EXCERPTED RECORDS:
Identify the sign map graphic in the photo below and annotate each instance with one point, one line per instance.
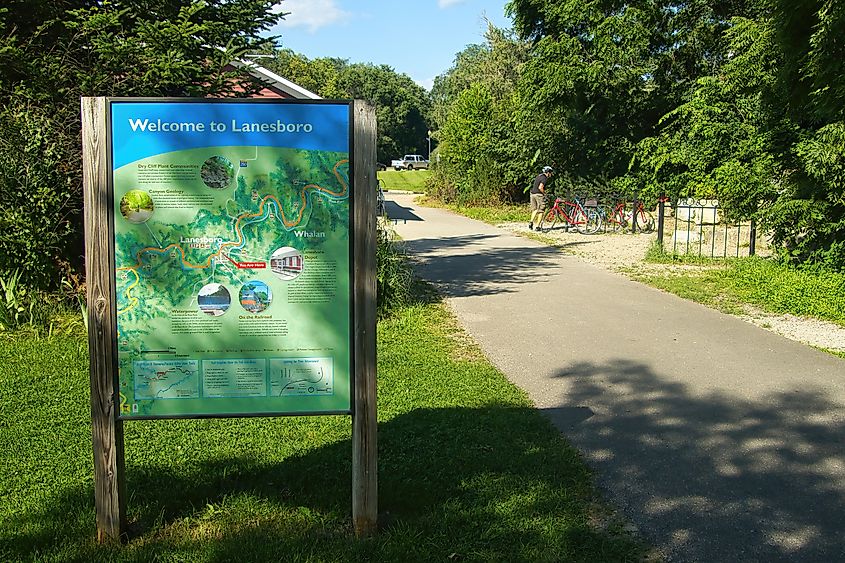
(232, 245)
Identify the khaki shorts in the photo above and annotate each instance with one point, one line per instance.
(538, 202)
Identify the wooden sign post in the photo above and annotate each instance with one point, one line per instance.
(364, 447)
(358, 192)
(107, 430)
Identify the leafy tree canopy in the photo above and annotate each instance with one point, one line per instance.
(54, 52)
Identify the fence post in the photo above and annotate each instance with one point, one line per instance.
(752, 243)
(661, 213)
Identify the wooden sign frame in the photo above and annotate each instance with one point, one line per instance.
(107, 429)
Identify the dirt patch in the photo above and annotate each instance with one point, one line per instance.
(624, 252)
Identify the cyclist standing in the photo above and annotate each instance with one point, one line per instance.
(538, 197)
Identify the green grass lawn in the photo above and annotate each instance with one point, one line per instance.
(773, 287)
(406, 180)
(468, 470)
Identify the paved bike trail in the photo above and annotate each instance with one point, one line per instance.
(719, 440)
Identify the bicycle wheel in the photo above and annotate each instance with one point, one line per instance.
(616, 219)
(645, 221)
(589, 222)
(550, 219)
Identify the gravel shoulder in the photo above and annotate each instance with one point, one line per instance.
(623, 253)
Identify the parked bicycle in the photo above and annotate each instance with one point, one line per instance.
(572, 214)
(381, 209)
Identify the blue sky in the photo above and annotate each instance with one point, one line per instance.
(419, 38)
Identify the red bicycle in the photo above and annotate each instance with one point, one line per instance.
(619, 218)
(572, 214)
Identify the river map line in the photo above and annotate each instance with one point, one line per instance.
(261, 215)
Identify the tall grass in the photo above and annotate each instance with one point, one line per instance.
(394, 276)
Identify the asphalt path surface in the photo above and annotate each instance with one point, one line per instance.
(719, 440)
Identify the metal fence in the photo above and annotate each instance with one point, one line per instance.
(698, 227)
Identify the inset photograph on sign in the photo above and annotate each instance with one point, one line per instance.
(255, 296)
(217, 172)
(137, 206)
(287, 263)
(214, 299)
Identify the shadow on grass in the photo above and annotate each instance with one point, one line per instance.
(493, 483)
(713, 477)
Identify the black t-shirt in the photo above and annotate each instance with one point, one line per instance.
(540, 179)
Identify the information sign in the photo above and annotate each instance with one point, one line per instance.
(231, 257)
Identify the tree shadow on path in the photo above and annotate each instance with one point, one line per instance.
(710, 477)
(464, 266)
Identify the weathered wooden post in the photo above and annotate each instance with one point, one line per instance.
(364, 423)
(346, 131)
(752, 242)
(107, 430)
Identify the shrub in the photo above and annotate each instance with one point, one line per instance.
(393, 272)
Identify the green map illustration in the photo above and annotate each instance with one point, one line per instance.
(240, 263)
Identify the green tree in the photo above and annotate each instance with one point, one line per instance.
(473, 108)
(402, 106)
(51, 54)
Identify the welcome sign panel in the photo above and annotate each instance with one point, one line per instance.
(232, 257)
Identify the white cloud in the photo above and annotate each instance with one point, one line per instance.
(428, 83)
(311, 14)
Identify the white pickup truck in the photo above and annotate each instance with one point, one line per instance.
(410, 162)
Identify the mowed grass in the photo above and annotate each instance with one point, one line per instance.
(406, 180)
(766, 284)
(468, 470)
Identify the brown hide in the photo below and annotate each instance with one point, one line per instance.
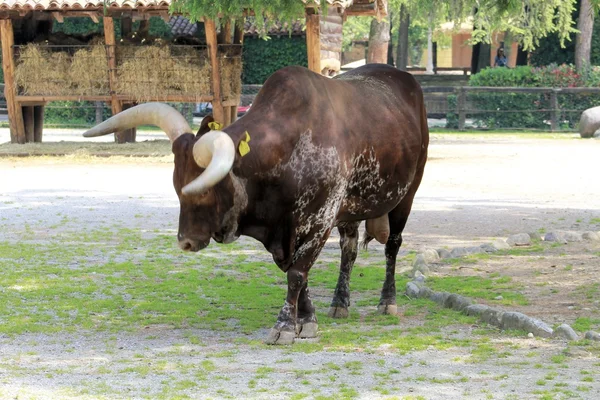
(322, 151)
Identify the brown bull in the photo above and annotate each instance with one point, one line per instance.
(324, 153)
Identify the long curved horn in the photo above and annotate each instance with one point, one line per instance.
(162, 115)
(214, 151)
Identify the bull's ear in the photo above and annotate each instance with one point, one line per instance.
(204, 125)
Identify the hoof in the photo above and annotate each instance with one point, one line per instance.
(338, 312)
(308, 330)
(390, 309)
(280, 337)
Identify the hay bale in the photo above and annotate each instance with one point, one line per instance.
(145, 75)
(42, 72)
(89, 71)
(231, 72)
(191, 72)
(158, 70)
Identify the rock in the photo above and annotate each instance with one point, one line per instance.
(419, 265)
(535, 235)
(590, 236)
(440, 297)
(592, 335)
(589, 122)
(426, 293)
(419, 260)
(476, 309)
(565, 331)
(500, 244)
(557, 237)
(431, 256)
(443, 253)
(487, 248)
(473, 250)
(516, 320)
(419, 280)
(459, 252)
(422, 269)
(520, 239)
(492, 316)
(457, 302)
(412, 290)
(573, 237)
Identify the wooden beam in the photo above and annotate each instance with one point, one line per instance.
(109, 39)
(15, 115)
(40, 100)
(238, 33)
(213, 52)
(313, 42)
(58, 16)
(38, 123)
(224, 36)
(28, 123)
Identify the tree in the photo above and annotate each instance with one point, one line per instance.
(583, 43)
(402, 48)
(379, 37)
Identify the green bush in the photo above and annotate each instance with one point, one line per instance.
(263, 57)
(528, 110)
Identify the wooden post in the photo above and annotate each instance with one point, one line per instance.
(460, 105)
(313, 41)
(115, 104)
(15, 115)
(38, 123)
(238, 38)
(554, 119)
(28, 123)
(213, 51)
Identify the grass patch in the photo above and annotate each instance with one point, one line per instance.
(481, 288)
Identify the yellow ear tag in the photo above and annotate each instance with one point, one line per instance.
(215, 126)
(244, 147)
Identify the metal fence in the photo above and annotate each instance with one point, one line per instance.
(553, 109)
(464, 107)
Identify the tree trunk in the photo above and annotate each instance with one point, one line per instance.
(583, 44)
(522, 56)
(402, 49)
(390, 42)
(379, 36)
(429, 67)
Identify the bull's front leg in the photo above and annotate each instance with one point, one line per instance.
(284, 331)
(297, 316)
(349, 246)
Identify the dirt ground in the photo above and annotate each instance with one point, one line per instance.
(476, 189)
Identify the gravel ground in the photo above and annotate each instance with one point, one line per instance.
(475, 190)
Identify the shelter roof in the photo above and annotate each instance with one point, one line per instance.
(57, 5)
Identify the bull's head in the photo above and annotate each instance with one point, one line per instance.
(207, 191)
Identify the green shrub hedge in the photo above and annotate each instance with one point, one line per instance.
(263, 57)
(527, 110)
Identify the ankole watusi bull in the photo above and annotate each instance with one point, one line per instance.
(324, 153)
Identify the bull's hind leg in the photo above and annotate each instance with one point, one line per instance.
(398, 217)
(349, 245)
(306, 325)
(298, 308)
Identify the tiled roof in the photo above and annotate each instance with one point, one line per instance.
(79, 4)
(96, 4)
(181, 26)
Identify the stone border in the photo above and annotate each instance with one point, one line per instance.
(493, 316)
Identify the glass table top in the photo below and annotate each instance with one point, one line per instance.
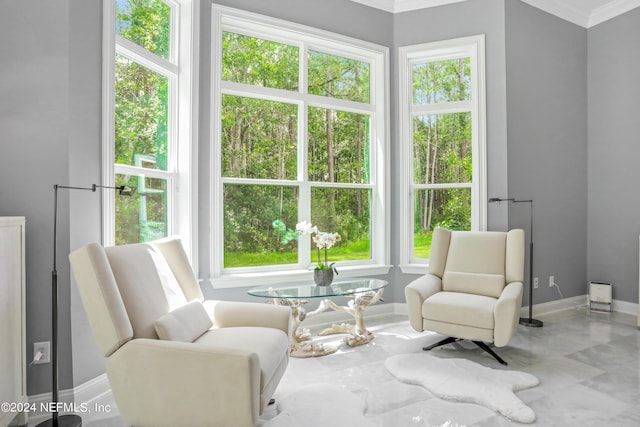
(311, 290)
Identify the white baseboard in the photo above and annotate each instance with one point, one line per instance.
(94, 389)
(79, 400)
(554, 306)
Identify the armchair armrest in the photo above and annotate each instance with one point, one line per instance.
(164, 383)
(225, 314)
(507, 313)
(416, 293)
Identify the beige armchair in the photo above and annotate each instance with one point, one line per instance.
(473, 290)
(171, 358)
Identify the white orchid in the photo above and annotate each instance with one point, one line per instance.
(322, 240)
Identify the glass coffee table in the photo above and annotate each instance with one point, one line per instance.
(361, 293)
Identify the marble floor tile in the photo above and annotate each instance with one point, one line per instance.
(588, 364)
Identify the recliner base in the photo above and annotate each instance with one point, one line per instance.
(480, 344)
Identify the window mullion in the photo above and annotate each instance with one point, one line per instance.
(138, 54)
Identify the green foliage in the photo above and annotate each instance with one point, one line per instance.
(442, 146)
(141, 120)
(260, 141)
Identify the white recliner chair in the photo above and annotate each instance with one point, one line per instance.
(171, 358)
(473, 290)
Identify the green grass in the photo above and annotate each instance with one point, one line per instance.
(422, 245)
(352, 251)
(357, 250)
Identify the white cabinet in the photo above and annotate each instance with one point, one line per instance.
(13, 384)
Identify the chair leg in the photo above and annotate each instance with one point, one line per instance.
(491, 352)
(445, 341)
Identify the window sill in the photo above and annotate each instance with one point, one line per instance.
(255, 279)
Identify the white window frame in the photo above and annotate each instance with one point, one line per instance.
(182, 69)
(472, 47)
(229, 19)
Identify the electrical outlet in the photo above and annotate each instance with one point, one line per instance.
(45, 349)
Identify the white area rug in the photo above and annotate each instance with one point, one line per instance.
(466, 381)
(320, 405)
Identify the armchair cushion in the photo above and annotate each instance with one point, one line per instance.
(460, 309)
(490, 285)
(184, 324)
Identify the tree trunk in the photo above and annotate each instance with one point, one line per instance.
(236, 145)
(330, 159)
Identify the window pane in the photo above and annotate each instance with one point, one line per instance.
(141, 217)
(338, 146)
(259, 225)
(442, 148)
(450, 208)
(145, 23)
(443, 81)
(347, 212)
(338, 77)
(259, 138)
(259, 62)
(141, 115)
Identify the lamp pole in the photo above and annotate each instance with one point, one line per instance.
(69, 420)
(526, 321)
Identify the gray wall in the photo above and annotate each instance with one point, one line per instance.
(85, 154)
(50, 94)
(34, 144)
(547, 142)
(614, 150)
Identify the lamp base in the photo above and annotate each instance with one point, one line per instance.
(532, 323)
(63, 421)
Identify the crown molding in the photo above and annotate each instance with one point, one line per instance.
(562, 10)
(397, 6)
(386, 5)
(407, 5)
(611, 10)
(580, 16)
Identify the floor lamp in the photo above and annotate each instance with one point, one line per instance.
(526, 321)
(70, 420)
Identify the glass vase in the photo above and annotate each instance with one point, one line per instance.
(323, 277)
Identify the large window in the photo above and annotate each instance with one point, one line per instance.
(147, 128)
(442, 130)
(299, 134)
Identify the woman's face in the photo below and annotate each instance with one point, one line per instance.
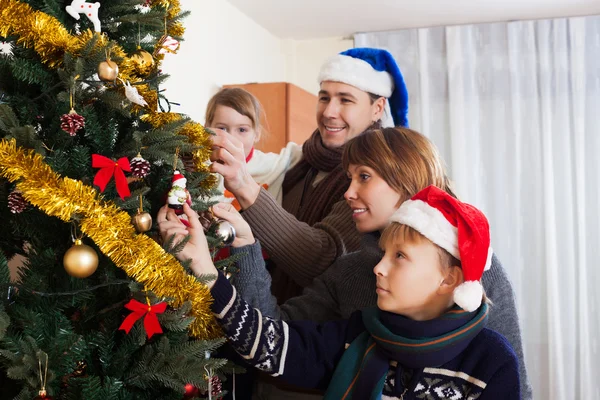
(371, 199)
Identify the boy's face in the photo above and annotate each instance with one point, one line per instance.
(409, 279)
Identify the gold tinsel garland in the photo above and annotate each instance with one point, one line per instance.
(196, 134)
(110, 228)
(49, 38)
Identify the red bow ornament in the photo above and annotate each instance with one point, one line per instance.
(150, 320)
(108, 168)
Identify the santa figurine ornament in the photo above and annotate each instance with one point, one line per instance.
(178, 194)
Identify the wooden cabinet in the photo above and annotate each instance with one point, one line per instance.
(289, 110)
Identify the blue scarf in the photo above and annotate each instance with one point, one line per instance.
(363, 368)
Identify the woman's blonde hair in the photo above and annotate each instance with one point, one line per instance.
(405, 159)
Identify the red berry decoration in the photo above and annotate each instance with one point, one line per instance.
(139, 166)
(72, 122)
(216, 387)
(43, 396)
(16, 203)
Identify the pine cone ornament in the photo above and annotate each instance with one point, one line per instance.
(140, 168)
(216, 387)
(72, 122)
(16, 203)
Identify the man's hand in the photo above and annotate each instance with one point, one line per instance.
(243, 233)
(196, 249)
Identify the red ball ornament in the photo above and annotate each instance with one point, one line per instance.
(43, 396)
(16, 203)
(139, 166)
(72, 122)
(191, 391)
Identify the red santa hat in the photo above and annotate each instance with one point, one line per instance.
(460, 229)
(177, 176)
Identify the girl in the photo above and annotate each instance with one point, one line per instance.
(426, 337)
(386, 168)
(237, 112)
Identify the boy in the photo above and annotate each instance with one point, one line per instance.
(424, 340)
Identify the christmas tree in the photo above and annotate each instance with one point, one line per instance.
(88, 150)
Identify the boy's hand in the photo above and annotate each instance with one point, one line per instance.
(197, 247)
(243, 233)
(229, 160)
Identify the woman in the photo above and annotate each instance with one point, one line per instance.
(386, 167)
(313, 225)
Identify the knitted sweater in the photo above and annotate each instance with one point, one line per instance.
(268, 169)
(306, 354)
(349, 285)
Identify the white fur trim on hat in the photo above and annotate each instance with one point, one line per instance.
(430, 222)
(468, 295)
(357, 73)
(488, 260)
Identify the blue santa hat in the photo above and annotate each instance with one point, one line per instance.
(374, 71)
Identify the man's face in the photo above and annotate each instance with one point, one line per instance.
(344, 111)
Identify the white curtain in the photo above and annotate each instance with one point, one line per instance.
(515, 110)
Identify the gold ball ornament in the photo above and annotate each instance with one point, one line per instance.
(142, 58)
(142, 222)
(80, 260)
(108, 70)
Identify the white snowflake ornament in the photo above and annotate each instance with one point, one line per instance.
(6, 49)
(89, 9)
(132, 95)
(168, 45)
(142, 8)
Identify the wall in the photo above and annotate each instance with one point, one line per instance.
(224, 46)
(221, 46)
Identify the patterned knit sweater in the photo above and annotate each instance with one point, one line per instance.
(306, 354)
(348, 285)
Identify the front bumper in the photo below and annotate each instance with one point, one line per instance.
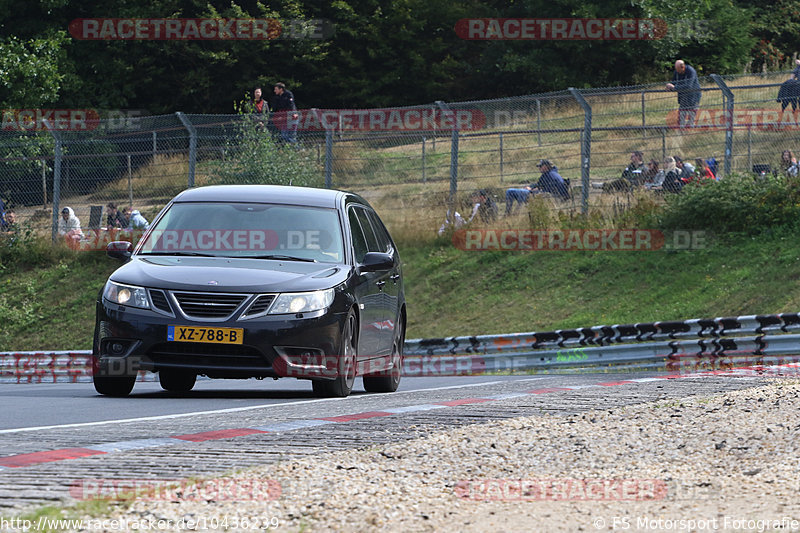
(306, 345)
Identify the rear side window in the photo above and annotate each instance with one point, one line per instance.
(384, 241)
(369, 233)
(359, 241)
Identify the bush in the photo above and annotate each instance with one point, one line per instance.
(734, 204)
(256, 157)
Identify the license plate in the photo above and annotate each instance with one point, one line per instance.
(204, 334)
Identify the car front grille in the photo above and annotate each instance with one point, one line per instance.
(208, 305)
(208, 356)
(160, 300)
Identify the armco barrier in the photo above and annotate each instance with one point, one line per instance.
(684, 346)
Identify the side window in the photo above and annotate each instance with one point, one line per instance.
(359, 242)
(384, 241)
(372, 241)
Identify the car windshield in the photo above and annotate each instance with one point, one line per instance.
(258, 231)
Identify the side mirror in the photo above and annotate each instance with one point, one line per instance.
(376, 261)
(121, 250)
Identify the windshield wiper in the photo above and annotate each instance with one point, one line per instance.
(193, 254)
(280, 257)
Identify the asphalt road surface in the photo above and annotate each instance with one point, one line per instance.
(52, 436)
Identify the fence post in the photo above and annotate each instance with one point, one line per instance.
(192, 145)
(539, 120)
(424, 177)
(44, 183)
(328, 158)
(501, 157)
(586, 148)
(56, 178)
(130, 184)
(451, 200)
(728, 97)
(749, 148)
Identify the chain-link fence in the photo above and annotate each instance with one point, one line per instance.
(413, 163)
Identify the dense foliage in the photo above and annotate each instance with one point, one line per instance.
(381, 53)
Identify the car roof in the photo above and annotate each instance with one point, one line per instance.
(273, 194)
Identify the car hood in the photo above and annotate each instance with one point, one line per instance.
(211, 274)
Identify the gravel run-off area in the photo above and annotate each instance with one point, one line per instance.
(725, 462)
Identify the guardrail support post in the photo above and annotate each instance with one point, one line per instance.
(586, 148)
(728, 98)
(56, 178)
(451, 200)
(192, 145)
(328, 158)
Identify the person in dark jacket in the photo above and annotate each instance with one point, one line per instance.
(686, 83)
(550, 182)
(285, 113)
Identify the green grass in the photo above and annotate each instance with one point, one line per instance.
(47, 299)
(453, 292)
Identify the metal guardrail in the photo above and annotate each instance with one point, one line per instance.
(682, 346)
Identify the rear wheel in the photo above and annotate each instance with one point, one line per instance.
(176, 380)
(389, 382)
(343, 384)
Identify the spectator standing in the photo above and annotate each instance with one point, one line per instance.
(686, 83)
(9, 222)
(789, 164)
(260, 108)
(69, 227)
(285, 113)
(115, 219)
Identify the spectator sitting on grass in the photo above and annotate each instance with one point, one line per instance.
(484, 206)
(789, 164)
(9, 223)
(69, 227)
(115, 219)
(702, 172)
(550, 182)
(686, 169)
(135, 219)
(631, 176)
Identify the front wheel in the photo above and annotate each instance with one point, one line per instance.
(346, 375)
(118, 386)
(176, 380)
(382, 382)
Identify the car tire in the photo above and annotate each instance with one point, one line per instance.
(176, 380)
(118, 386)
(384, 383)
(343, 384)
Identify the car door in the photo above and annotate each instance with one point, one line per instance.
(393, 286)
(368, 291)
(381, 325)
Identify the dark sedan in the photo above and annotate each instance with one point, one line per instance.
(260, 281)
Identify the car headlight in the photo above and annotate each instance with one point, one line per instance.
(301, 302)
(126, 295)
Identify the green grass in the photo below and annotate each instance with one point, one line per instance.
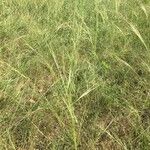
(74, 74)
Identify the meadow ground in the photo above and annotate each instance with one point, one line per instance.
(74, 74)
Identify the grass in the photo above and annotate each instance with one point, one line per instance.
(74, 75)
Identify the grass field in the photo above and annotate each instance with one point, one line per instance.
(74, 74)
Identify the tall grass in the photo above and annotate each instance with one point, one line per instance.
(74, 74)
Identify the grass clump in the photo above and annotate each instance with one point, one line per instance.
(74, 74)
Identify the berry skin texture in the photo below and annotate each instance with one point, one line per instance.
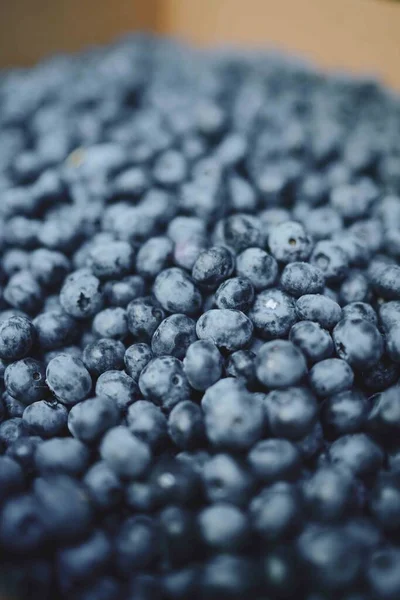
(235, 293)
(68, 379)
(25, 380)
(203, 364)
(358, 342)
(176, 292)
(314, 341)
(228, 329)
(280, 364)
(300, 278)
(233, 417)
(126, 455)
(81, 296)
(17, 336)
(331, 376)
(289, 242)
(213, 266)
(320, 309)
(258, 266)
(173, 336)
(163, 381)
(273, 314)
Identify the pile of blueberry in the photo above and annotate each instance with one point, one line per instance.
(199, 329)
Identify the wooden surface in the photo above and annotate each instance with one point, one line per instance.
(359, 35)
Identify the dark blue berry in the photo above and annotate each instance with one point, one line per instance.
(280, 364)
(314, 341)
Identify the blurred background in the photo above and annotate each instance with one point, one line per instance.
(360, 35)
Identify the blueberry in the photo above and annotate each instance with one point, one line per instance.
(174, 482)
(320, 309)
(281, 573)
(21, 524)
(176, 292)
(25, 380)
(202, 364)
(179, 535)
(289, 242)
(124, 453)
(23, 292)
(64, 507)
(241, 231)
(358, 453)
(232, 576)
(331, 259)
(291, 412)
(15, 260)
(331, 376)
(163, 381)
(11, 477)
(241, 364)
(111, 323)
(137, 544)
(144, 316)
(384, 502)
(242, 195)
(275, 512)
(186, 425)
(358, 342)
(327, 493)
(118, 387)
(228, 329)
(23, 451)
(384, 415)
(55, 329)
(136, 358)
(300, 278)
(359, 310)
(81, 295)
(223, 527)
(49, 267)
(355, 288)
(383, 573)
(88, 420)
(17, 335)
(384, 280)
(103, 485)
(213, 266)
(85, 559)
(103, 355)
(382, 375)
(226, 479)
(68, 379)
(154, 256)
(62, 455)
(314, 341)
(121, 292)
(273, 314)
(140, 496)
(344, 412)
(274, 460)
(233, 417)
(312, 443)
(147, 422)
(111, 260)
(324, 221)
(44, 418)
(331, 560)
(280, 364)
(236, 293)
(173, 336)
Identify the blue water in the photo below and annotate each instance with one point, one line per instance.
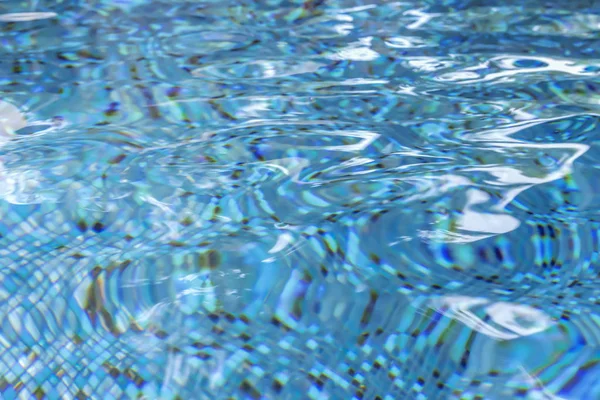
(333, 199)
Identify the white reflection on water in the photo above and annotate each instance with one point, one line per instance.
(513, 320)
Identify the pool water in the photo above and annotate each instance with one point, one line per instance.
(301, 199)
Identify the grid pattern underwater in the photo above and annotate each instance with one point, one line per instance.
(300, 199)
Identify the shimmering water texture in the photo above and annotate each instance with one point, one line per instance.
(300, 200)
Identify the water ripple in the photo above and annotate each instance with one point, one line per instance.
(299, 199)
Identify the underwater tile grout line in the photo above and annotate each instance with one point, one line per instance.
(299, 199)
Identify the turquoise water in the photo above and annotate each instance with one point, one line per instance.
(333, 199)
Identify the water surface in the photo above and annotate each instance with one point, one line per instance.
(334, 199)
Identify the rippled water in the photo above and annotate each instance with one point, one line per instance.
(319, 199)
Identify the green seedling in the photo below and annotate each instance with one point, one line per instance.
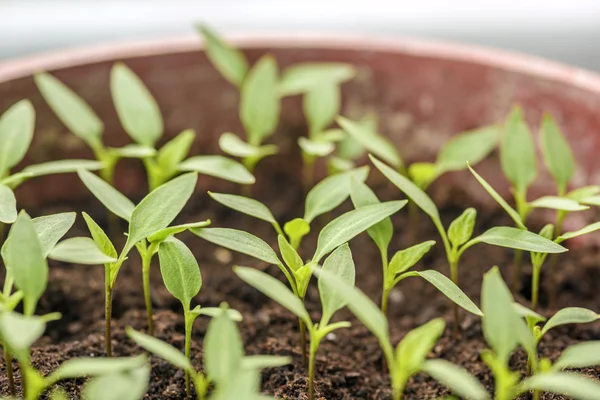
(323, 198)
(298, 273)
(410, 356)
(148, 228)
(19, 332)
(234, 375)
(458, 238)
(504, 330)
(261, 89)
(339, 263)
(141, 119)
(17, 125)
(182, 278)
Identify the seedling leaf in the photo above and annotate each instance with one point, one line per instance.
(350, 224)
(340, 264)
(16, 131)
(219, 167)
(137, 110)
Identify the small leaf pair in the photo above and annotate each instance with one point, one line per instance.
(227, 368)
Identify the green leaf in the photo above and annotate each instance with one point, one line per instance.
(321, 104)
(71, 109)
(515, 238)
(456, 378)
(461, 229)
(62, 167)
(230, 62)
(239, 241)
(570, 315)
(8, 205)
(382, 232)
(259, 100)
(137, 110)
(274, 289)
(360, 305)
(290, 256)
(331, 192)
(160, 349)
(471, 146)
(223, 351)
(580, 355)
(350, 224)
(583, 231)
(94, 366)
(450, 290)
(159, 208)
(175, 150)
(234, 146)
(179, 270)
(499, 318)
(423, 173)
(125, 385)
(19, 332)
(110, 197)
(411, 190)
(511, 211)
(340, 264)
(316, 148)
(557, 203)
(16, 131)
(245, 205)
(308, 76)
(517, 152)
(80, 250)
(403, 260)
(415, 346)
(372, 141)
(219, 167)
(568, 384)
(557, 153)
(28, 265)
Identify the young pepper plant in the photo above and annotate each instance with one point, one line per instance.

WHAT NEEDS TO BE DONE: Everything from the line with "Identify the green leaf" through the last line of the material above should be echoed exactly, and nothing else.

EXERCISE SOLUTION:
Identify the green leaf in the photo above and annotate each instance with one point, one line per instance.
(321, 104)
(71, 109)
(515, 238)
(456, 378)
(461, 229)
(62, 167)
(230, 62)
(239, 241)
(570, 315)
(8, 205)
(382, 232)
(259, 100)
(137, 110)
(274, 289)
(360, 305)
(290, 256)
(331, 192)
(160, 349)
(471, 146)
(223, 351)
(580, 355)
(350, 224)
(583, 231)
(94, 366)
(450, 290)
(159, 208)
(175, 150)
(234, 146)
(179, 270)
(499, 318)
(423, 173)
(125, 385)
(19, 332)
(110, 197)
(411, 190)
(511, 211)
(340, 264)
(316, 148)
(557, 203)
(16, 131)
(245, 205)
(308, 76)
(517, 152)
(80, 250)
(403, 260)
(415, 346)
(372, 141)
(219, 167)
(568, 384)
(557, 153)
(28, 265)
Identify the young pepper plant in the photo above and annotate each instance with one point, one line per instance.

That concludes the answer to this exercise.